Textauszug =>
□ □ □ □
Sie besteht aus einem stählernen Leib, der geringfügige, nicht weiter ernst zu nehmende, eigentlich zu vernachlässigende, neurowissenschaftlich unerklärliche, bei jedem Menschen vorkommende, bei Hymnen überzufällig auftretende, mit ihnen aber auf keinen Fall kausal zusammenhängende, Belastungssymptome aussenden kann.

HeldInnen müssen nicht ans Kreuz genagelt werden, um, nach bestandenem Leiden, glanzvoll ihrer Auferstehung zu harren. Gleichwohl wäre es angebracht, ihren Untertanen gelegentlich Assoziationen gottverfügten Leidens hinabzusenden, die bei ihnen das Gefühl des Erwähltseins der Kanzlerin zur Gewissheit werden ließen.

Ist die Heldin stark, ist sie herzerfrischend stark, geht festen Schritts und Tritts den Männern voran, tut unverdrossen ihre Pflicht, zeigt aller Welt, wozu eine deutsche Frau fähig ist.

Ist sie schwach, kann sie nur scheinbar schwach sein oder aber ihre Stärke erst in Zittern und Zagen voll zur Geltung bringen.
□ □ □ □
Datensätze =>
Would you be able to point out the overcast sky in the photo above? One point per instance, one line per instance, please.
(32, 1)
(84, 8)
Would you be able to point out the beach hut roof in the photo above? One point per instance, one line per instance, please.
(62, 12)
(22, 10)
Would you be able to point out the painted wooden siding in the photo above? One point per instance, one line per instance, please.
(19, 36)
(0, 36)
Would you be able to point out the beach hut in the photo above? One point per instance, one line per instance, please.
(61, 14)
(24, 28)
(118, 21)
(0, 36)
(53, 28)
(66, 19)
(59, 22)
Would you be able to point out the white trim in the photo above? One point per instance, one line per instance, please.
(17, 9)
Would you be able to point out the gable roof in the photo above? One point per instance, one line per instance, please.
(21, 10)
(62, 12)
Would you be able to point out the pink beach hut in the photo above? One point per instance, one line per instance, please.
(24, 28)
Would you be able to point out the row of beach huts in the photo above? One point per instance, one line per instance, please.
□ □ □ □
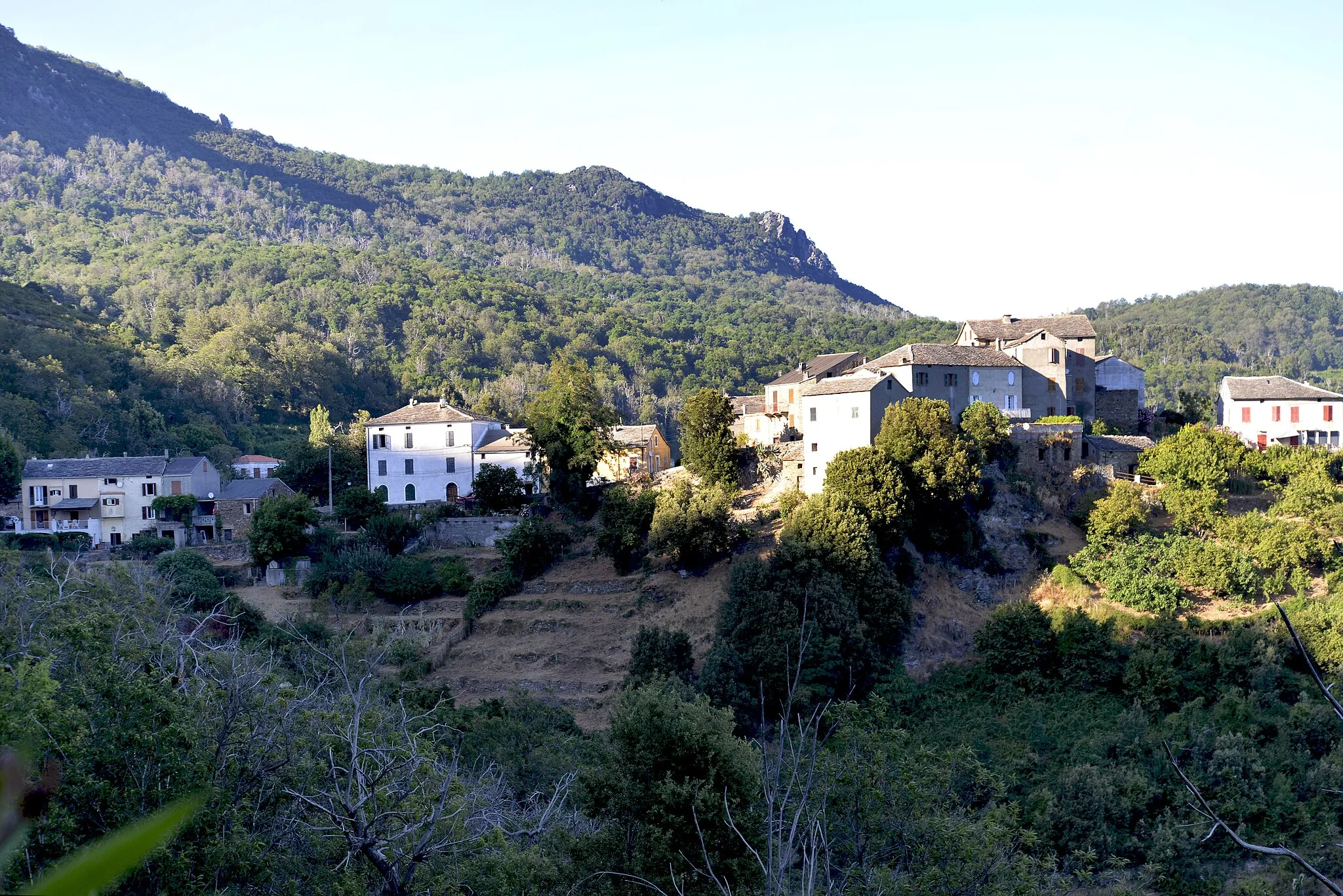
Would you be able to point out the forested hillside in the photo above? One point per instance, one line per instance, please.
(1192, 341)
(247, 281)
□ □ □ □
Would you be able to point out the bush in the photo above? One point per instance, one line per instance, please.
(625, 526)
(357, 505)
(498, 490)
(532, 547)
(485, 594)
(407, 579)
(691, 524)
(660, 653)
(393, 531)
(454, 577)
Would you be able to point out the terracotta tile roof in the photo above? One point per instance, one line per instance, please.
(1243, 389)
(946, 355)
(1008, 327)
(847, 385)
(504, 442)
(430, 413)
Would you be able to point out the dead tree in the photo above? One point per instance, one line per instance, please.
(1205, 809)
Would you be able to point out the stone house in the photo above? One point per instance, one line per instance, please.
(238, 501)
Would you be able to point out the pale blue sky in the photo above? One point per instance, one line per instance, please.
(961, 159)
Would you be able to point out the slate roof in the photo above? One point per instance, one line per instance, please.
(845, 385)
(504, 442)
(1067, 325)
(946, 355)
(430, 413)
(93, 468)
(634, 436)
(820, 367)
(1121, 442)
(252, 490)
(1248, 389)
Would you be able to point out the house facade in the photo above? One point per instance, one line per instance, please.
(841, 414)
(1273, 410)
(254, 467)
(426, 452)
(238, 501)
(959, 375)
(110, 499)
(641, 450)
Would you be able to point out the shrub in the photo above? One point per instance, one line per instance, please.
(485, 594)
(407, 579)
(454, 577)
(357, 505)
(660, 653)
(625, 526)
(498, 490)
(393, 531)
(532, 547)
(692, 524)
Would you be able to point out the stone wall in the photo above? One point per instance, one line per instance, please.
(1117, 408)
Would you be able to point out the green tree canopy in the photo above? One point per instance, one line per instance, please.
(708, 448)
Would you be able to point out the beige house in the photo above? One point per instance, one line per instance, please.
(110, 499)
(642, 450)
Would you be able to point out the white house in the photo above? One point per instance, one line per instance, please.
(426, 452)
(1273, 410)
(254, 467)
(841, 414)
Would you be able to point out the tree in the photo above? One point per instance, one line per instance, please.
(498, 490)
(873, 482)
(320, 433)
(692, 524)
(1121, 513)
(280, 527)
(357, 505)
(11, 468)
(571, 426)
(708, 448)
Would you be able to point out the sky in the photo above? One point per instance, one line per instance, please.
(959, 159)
□ □ □ □
Anforderung 1 =>
Zählen Sie sämtliche Attribute auf, die der Textauszug im ersten Satz den Belastungssymptomen voranstellt.
Anforderung 2 =>
Setzen Sie den Textauszug über die Heldin im gleichen Ton fort, im Anschluss an den Satz, der mit „Ist sie schwach“ beginnt.

Schriftliche Antwort 1 =>
- geringfügige
- nicht weiter ernst zu nehmende
- eigentlich zu vernachlässigende
- neurowissenschaftlich unerklärliche
- bei jedem Menschen vorkommende
- bei Hymnen überzufällig auftretende
- mit ihnen aber auf keinen Fall kausal zusammenhängende

Schriftliche Antwort 2 =>
Was klügeln sie, die Weisen der Erde, die Toren vor Gott? Euch Zweiflern und Glaubenslosen, die ihr mit eitlem Verstand alles begreifen wollt – selbst das Unbegreifliche und Unfassbare, das nur reinen Herzen zugänglich ist – sei frohgemut verkündet:

„Maria, sei gegrüßt, du Gefäß der Weisheit Gottes,
Sei gegrüßt, Philosophen hast du an die Grenzen geführt;
Sei gegrüßt, Wissensforschern hast du das Unerforschliche gezeigt.
Sei gegrüßt, spitzfindige Denkgeflechte hast du zerrissen;
Sei gegrüßt, aus unbekanntem Abgrund hast du uns herausgeführt;
Sei gegrüßt, bereichert hast du viele an Erkenntnis.“ (Altkirchliches Marienlob)

Die größte unter den einfühlsamen Gazetten der BRD hat schon reagiert, wie 

 man es von ihr erwarten durfte:

„So schwach, so tapfer“. (BILD.de)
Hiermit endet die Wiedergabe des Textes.